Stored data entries
________________________

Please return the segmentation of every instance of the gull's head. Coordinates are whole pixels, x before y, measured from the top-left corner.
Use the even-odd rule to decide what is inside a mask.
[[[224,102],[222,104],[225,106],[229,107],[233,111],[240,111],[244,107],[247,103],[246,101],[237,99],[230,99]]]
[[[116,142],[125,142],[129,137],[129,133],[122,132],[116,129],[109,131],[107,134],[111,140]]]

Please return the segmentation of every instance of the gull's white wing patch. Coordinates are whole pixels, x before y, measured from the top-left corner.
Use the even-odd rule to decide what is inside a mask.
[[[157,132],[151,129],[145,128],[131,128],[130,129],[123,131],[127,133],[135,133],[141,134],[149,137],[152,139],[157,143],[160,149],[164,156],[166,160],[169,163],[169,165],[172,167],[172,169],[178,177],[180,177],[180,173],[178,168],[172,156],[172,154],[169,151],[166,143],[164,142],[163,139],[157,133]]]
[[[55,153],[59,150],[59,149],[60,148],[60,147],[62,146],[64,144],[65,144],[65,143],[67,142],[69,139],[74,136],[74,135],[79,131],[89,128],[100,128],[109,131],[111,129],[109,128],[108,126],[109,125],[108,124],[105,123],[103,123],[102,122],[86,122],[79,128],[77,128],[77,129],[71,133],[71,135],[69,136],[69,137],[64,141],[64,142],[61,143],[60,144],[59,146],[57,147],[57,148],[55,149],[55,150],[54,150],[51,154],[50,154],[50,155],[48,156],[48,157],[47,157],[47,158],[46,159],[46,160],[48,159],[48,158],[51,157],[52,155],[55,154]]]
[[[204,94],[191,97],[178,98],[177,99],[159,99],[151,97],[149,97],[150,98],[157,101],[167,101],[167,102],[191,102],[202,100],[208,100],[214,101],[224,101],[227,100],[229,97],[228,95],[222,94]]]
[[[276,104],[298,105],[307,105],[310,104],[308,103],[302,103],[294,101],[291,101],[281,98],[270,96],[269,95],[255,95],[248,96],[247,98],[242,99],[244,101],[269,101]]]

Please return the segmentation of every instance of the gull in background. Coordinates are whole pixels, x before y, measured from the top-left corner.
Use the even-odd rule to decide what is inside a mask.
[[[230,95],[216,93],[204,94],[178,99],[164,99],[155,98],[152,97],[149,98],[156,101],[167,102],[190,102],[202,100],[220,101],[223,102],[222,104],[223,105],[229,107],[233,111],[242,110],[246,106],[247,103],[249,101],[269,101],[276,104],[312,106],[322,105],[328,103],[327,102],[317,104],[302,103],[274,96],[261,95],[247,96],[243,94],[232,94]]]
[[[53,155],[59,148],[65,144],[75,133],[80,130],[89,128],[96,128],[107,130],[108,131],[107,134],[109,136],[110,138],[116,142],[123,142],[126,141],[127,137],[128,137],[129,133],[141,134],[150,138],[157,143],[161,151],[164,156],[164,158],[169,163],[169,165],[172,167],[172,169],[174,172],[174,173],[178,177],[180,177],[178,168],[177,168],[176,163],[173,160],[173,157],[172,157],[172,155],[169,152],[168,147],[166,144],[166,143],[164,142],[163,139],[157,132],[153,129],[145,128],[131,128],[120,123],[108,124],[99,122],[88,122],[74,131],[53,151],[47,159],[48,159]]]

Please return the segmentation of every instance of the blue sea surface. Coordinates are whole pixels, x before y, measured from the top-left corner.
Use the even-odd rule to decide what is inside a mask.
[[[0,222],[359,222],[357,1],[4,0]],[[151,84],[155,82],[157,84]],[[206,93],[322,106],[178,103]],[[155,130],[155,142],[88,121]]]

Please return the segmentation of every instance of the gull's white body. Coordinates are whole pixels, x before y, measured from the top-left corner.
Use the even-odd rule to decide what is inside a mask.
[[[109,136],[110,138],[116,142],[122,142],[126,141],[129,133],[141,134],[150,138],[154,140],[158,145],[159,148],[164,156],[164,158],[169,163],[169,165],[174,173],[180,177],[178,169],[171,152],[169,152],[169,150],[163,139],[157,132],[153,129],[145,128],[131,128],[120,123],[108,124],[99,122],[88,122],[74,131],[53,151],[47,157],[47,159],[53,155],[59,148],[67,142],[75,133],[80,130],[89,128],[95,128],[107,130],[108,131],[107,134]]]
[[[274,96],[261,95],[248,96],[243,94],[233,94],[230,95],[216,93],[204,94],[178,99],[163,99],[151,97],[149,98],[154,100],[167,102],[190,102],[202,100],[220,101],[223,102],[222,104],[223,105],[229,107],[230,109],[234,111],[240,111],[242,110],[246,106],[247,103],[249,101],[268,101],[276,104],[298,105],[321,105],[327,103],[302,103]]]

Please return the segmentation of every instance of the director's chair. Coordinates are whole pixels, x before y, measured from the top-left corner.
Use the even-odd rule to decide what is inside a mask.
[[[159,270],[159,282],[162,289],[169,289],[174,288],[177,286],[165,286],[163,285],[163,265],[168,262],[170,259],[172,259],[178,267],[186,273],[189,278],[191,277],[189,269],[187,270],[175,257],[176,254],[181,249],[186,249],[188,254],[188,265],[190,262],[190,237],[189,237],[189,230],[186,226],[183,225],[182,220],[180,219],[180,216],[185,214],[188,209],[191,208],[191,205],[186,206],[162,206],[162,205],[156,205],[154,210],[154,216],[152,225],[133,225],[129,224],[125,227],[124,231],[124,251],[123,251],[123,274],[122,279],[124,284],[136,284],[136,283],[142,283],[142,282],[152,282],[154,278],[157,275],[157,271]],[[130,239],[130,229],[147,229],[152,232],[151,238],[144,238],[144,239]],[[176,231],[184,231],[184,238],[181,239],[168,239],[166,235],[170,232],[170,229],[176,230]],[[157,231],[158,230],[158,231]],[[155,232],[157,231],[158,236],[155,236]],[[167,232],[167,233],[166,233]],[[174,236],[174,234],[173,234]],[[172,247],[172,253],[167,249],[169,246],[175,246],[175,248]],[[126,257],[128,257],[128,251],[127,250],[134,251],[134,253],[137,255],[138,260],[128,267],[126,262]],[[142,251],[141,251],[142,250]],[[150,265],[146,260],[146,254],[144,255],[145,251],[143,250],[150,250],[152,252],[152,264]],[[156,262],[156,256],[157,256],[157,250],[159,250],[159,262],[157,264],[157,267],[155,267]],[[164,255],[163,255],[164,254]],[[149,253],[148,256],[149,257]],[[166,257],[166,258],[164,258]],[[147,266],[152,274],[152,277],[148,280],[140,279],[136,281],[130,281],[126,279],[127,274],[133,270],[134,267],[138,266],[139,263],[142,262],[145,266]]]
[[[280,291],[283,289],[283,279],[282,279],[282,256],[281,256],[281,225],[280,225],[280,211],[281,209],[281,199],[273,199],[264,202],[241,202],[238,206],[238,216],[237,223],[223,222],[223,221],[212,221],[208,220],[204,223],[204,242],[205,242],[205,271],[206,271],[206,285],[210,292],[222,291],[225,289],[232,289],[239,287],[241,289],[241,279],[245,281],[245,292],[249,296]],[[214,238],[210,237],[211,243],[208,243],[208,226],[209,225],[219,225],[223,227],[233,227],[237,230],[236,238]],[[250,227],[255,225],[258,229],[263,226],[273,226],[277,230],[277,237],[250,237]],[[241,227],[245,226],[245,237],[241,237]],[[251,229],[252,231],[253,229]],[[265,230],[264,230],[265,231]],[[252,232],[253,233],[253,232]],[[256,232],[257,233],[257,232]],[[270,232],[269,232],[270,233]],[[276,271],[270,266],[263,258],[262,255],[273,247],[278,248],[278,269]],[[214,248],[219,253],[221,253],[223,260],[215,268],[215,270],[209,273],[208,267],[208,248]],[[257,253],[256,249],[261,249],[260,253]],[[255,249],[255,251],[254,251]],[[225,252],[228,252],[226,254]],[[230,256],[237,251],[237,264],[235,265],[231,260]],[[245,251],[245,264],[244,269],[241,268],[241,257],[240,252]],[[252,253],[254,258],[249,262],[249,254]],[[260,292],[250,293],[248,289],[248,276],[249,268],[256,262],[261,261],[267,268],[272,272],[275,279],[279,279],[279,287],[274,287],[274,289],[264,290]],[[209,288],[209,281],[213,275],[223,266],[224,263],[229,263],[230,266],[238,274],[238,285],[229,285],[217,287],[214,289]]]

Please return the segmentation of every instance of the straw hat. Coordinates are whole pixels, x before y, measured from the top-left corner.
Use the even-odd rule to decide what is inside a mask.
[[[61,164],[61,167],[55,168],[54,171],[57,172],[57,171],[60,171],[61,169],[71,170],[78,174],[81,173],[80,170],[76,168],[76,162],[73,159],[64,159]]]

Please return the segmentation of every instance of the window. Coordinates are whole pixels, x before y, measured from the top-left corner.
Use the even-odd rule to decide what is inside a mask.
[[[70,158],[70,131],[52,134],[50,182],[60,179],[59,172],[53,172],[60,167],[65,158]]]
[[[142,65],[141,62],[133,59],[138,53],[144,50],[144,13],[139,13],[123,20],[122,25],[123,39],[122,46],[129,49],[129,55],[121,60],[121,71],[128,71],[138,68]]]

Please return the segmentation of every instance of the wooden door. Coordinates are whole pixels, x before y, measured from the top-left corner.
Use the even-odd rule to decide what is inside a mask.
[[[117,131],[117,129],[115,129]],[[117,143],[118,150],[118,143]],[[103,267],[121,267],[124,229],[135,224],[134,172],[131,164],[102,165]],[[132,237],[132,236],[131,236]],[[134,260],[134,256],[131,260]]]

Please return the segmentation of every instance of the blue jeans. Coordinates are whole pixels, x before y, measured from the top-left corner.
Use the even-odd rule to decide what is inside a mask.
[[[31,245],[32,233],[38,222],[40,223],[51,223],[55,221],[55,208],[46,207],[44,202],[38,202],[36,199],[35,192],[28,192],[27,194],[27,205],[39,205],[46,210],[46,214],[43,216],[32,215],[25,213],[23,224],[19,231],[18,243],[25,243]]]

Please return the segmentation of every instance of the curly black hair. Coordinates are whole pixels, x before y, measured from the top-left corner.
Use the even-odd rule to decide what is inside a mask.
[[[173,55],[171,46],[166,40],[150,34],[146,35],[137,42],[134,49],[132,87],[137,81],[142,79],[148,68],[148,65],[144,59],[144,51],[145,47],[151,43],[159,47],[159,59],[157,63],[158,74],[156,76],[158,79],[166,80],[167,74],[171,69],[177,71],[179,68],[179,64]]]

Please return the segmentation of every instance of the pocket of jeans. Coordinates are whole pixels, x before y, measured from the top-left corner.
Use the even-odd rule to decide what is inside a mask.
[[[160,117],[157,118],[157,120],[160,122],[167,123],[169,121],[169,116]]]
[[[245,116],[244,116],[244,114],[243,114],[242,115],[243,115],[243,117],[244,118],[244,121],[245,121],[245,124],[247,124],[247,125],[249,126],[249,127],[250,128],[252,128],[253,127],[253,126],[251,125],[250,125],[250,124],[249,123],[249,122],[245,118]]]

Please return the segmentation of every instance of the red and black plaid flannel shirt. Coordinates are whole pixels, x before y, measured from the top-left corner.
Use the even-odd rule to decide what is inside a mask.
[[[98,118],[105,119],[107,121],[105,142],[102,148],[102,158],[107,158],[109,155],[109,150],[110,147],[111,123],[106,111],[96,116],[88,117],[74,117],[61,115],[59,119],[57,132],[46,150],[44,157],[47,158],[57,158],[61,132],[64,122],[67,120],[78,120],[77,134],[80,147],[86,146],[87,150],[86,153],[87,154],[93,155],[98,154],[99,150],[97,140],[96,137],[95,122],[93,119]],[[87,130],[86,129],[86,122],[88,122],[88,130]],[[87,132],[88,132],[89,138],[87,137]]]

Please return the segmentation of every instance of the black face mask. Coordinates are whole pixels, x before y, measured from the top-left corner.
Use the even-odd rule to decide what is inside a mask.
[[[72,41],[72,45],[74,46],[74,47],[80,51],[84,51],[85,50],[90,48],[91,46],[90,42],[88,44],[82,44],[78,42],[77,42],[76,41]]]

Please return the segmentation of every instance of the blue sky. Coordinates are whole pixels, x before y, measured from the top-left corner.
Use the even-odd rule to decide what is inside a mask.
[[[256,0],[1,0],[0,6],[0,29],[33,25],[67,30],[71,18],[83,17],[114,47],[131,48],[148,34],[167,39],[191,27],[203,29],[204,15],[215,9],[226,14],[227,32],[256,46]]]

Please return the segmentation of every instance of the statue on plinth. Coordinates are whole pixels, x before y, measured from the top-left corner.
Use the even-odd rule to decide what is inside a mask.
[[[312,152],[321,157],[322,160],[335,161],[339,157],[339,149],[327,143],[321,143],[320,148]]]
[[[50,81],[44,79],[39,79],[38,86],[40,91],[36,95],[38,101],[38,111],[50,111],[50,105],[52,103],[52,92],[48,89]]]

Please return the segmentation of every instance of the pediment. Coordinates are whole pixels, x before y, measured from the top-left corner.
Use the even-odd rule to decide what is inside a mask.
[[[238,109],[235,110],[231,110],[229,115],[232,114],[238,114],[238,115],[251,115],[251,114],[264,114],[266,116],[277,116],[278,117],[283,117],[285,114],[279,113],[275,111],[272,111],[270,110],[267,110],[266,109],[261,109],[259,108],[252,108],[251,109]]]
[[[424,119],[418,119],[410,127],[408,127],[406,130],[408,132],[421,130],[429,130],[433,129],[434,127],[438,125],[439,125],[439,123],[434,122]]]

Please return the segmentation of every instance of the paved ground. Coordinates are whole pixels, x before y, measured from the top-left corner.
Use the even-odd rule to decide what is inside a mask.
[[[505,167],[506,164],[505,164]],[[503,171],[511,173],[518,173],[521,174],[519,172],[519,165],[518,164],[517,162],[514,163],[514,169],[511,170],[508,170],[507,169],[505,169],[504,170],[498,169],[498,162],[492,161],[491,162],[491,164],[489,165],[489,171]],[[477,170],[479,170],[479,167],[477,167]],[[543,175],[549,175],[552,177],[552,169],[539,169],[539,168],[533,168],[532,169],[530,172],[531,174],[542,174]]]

________________________

> _JOB_:
All lines from the one that contains "Please return the segmentation of every instance of the paved" through the end of the material are to be quoted exactly, with both ends included.

> _RESULT BELOW_:
Please return the segmentation of every instance of the paved ground. Coordinates are whole pixels, x before y, measured from the top-left corner.
Use the even-odd rule to decide what is inside a mask.
[[[505,167],[506,164],[505,164]],[[503,171],[511,173],[518,173],[521,174],[519,172],[519,165],[518,164],[517,162],[514,163],[514,169],[511,170],[508,170],[507,169],[505,169],[504,170],[498,169],[498,162],[492,161],[491,162],[491,164],[489,165],[489,171]],[[477,170],[479,170],[479,167],[477,167]],[[543,175],[549,175],[552,177],[552,169],[539,169],[539,168],[533,168],[532,169],[530,172],[531,174],[542,174]]]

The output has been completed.